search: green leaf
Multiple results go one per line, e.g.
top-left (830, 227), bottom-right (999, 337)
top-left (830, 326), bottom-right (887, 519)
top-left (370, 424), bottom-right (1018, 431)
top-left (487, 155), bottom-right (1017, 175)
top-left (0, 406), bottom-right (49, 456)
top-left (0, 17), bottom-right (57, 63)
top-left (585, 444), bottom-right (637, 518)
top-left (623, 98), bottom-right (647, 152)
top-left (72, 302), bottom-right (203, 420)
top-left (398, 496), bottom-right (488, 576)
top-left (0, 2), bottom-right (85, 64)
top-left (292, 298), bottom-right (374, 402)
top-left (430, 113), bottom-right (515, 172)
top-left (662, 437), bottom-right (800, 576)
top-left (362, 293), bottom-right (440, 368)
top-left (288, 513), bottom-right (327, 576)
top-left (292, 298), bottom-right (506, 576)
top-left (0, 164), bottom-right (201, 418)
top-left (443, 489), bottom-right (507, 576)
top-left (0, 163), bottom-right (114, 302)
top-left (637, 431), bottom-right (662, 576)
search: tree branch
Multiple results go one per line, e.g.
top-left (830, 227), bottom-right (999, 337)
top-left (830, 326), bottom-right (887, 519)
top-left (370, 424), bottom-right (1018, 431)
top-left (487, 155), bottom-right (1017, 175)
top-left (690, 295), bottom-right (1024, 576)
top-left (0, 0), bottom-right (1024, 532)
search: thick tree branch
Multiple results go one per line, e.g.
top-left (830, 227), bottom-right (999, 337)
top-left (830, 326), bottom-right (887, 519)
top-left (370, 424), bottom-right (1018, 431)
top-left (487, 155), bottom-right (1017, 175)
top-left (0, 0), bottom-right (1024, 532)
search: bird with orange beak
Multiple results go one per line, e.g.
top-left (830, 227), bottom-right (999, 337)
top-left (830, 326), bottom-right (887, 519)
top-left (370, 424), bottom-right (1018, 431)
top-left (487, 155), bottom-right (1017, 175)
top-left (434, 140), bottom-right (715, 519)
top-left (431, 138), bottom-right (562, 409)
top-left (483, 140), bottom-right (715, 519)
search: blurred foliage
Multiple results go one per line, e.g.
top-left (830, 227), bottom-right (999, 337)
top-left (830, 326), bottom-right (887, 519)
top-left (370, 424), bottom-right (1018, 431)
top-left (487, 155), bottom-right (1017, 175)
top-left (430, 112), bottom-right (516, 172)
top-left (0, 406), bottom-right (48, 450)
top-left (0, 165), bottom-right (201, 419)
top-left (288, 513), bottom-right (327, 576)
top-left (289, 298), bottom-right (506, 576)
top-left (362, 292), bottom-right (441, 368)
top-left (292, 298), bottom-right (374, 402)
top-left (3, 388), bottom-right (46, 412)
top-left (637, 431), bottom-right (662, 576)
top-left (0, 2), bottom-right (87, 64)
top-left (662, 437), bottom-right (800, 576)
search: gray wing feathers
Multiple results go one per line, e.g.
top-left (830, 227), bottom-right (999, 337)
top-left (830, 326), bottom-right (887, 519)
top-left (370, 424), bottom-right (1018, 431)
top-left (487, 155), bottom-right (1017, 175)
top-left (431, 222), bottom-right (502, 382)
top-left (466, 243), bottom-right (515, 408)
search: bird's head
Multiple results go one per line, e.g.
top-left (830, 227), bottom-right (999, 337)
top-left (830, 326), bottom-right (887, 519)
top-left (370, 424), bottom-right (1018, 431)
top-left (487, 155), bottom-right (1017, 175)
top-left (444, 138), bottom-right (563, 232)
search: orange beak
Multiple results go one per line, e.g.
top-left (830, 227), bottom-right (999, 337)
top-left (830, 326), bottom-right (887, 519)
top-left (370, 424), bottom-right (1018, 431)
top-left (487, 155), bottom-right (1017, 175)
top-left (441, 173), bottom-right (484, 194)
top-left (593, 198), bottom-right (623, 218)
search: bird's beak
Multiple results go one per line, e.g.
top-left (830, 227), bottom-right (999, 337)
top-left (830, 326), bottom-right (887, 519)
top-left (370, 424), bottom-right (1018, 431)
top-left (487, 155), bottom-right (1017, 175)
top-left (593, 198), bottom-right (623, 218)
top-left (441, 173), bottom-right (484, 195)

·····

- Short problem -
From the listing above, pull out each line that contains the word "tree" and copy it.

- Final result -
search: tree branch
search: thick tree branch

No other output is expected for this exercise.